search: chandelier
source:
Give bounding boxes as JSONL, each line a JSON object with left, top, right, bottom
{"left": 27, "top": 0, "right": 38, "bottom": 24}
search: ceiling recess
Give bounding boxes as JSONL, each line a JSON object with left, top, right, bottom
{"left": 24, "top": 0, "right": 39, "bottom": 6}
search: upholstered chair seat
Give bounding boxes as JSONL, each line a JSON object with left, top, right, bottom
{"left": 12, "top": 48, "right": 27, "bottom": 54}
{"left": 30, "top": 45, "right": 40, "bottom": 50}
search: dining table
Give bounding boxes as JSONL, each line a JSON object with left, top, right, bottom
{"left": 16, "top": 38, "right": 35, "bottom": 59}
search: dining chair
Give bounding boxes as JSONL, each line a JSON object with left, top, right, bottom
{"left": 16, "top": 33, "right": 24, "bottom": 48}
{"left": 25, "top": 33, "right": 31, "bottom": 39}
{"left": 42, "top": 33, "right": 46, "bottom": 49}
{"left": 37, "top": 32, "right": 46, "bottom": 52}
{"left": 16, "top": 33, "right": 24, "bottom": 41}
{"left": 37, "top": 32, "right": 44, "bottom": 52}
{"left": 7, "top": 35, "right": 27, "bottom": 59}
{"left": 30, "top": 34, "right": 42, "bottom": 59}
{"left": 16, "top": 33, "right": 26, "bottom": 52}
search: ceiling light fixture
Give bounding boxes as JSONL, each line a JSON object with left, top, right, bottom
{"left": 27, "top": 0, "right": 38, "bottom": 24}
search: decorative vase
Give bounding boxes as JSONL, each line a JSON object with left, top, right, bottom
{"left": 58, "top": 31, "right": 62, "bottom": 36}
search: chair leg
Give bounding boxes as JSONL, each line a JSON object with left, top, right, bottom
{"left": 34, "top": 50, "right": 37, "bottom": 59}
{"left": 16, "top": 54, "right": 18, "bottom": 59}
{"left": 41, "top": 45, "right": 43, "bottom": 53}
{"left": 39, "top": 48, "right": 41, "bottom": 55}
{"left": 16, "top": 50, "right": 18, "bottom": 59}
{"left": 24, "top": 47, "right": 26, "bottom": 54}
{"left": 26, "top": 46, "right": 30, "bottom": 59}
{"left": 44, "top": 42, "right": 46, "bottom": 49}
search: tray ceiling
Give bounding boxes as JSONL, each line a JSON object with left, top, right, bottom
───
- [WHAT YOU SHOULD DO]
Reproduce the entire listing word for word.

- [RESULT OF THIS TASK]
search: chandelier
source:
Give bounding boxes as JSONL, each line a JSON object with left, top, right, bottom
{"left": 27, "top": 0, "right": 38, "bottom": 24}
search: ceiling recess
Give bounding boxes as JSONL, each line a JSON object with left, top, right, bottom
{"left": 24, "top": 0, "right": 39, "bottom": 6}
search: upholstered chair seat
Give bounding boxes as JSONL, each line a JSON object with left, top, right, bottom
{"left": 12, "top": 48, "right": 27, "bottom": 54}
{"left": 30, "top": 45, "right": 40, "bottom": 50}
search: dining table
Give bounding boxes as JSONL, each line a JSON object with left, top, right, bottom
{"left": 16, "top": 38, "right": 35, "bottom": 59}
search: dining chair
Give bounding boxes as JSONL, each line a JSON object with left, top, right, bottom
{"left": 16, "top": 33, "right": 24, "bottom": 48}
{"left": 25, "top": 33, "right": 31, "bottom": 39}
{"left": 42, "top": 33, "right": 46, "bottom": 49}
{"left": 37, "top": 32, "right": 46, "bottom": 52}
{"left": 16, "top": 33, "right": 24, "bottom": 41}
{"left": 37, "top": 32, "right": 44, "bottom": 52}
{"left": 7, "top": 35, "right": 27, "bottom": 59}
{"left": 30, "top": 34, "right": 42, "bottom": 59}
{"left": 16, "top": 33, "right": 26, "bottom": 52}
search: ceiling light fixture
Give bounding boxes as JSONL, each line a JSON object with left, top, right, bottom
{"left": 27, "top": 0, "right": 38, "bottom": 24}
search: decorative vase
Give bounding boxes as JSONL, each line a JSON object with left, top, right, bottom
{"left": 58, "top": 31, "right": 62, "bottom": 36}
search: chair leg
Give bounding boxes as JSONL, each line a JSON object with left, top, right, bottom
{"left": 34, "top": 50, "right": 37, "bottom": 59}
{"left": 16, "top": 54, "right": 18, "bottom": 59}
{"left": 41, "top": 45, "right": 43, "bottom": 53}
{"left": 39, "top": 48, "right": 41, "bottom": 55}
{"left": 16, "top": 50, "right": 18, "bottom": 59}
{"left": 24, "top": 47, "right": 26, "bottom": 54}
{"left": 26, "top": 46, "right": 30, "bottom": 59}
{"left": 44, "top": 42, "right": 46, "bottom": 49}
search: tray ceiling
Give bounding boxes as JSONL, each line a JSON object with left, top, right, bottom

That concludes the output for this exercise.